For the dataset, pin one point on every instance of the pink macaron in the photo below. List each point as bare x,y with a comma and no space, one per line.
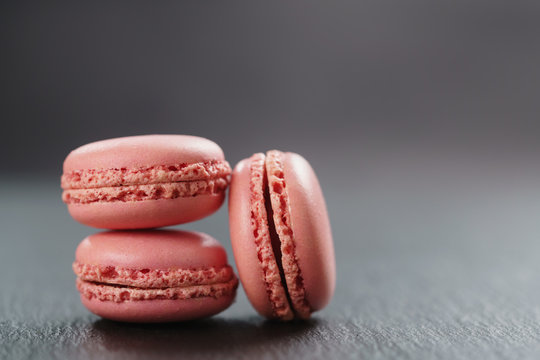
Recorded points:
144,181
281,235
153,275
□ □ □ □
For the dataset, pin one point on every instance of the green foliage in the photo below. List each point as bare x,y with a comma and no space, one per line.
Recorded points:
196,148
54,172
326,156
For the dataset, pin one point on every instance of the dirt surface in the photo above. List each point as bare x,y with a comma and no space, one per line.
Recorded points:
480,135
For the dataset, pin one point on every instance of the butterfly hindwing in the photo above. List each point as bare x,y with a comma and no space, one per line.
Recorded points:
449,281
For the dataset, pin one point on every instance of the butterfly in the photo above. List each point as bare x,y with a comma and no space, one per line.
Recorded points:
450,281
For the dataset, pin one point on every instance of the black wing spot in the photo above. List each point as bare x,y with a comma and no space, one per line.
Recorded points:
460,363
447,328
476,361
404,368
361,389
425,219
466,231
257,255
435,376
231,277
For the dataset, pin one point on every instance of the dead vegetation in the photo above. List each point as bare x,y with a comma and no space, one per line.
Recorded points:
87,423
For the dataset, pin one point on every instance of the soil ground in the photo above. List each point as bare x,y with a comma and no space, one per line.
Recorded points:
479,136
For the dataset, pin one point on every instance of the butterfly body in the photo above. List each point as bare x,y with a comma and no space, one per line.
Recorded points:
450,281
□ □ □ □
* **Try it**:
Where does the word "below" appear in the listing? List each line that holds it.

* **Answer for the task**:
For the dataset, pin one point on every instance of the pink macaron in the photo below. List each point as bare x,y with a comma and no space, one per line.
For the dataset, pin one point on every instance of the green foliage in the photo below. List each point as bare x,y with a comma and no space, one per line.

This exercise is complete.